*Problem to solve*: Check each line of the entries below for the string "stem" and state how many lines have it, with no other text.

*Input for this task*:
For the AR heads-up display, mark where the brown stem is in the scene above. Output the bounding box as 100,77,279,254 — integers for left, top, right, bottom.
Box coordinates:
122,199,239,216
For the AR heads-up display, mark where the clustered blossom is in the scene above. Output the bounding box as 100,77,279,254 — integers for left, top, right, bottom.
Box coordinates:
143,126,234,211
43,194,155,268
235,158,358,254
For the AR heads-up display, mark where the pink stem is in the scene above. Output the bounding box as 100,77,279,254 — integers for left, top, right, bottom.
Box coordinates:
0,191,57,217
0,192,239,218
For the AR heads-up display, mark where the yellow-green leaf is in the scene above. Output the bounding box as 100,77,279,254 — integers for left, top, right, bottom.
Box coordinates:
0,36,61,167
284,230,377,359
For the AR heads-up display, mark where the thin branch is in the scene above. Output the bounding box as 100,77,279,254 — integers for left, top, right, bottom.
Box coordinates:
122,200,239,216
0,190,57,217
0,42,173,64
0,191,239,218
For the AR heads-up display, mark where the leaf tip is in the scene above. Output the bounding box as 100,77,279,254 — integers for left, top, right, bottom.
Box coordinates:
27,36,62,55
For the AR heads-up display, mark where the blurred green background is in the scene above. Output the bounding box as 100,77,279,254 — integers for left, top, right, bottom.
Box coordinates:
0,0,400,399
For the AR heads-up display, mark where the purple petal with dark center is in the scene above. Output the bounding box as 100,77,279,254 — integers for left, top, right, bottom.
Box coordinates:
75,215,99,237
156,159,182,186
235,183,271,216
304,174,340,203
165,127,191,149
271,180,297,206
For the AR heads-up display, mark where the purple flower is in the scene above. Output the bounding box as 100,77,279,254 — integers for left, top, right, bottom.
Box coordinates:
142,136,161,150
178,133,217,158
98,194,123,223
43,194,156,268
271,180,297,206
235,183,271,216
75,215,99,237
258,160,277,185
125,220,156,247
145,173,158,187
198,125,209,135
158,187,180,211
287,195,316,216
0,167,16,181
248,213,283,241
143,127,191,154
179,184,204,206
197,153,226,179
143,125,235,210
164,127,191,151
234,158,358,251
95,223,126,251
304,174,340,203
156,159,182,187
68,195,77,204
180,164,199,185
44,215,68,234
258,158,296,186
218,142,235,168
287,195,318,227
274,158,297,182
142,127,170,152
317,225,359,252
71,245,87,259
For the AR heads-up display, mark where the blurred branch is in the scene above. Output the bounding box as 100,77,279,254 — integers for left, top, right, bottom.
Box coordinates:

*Answer space*: 2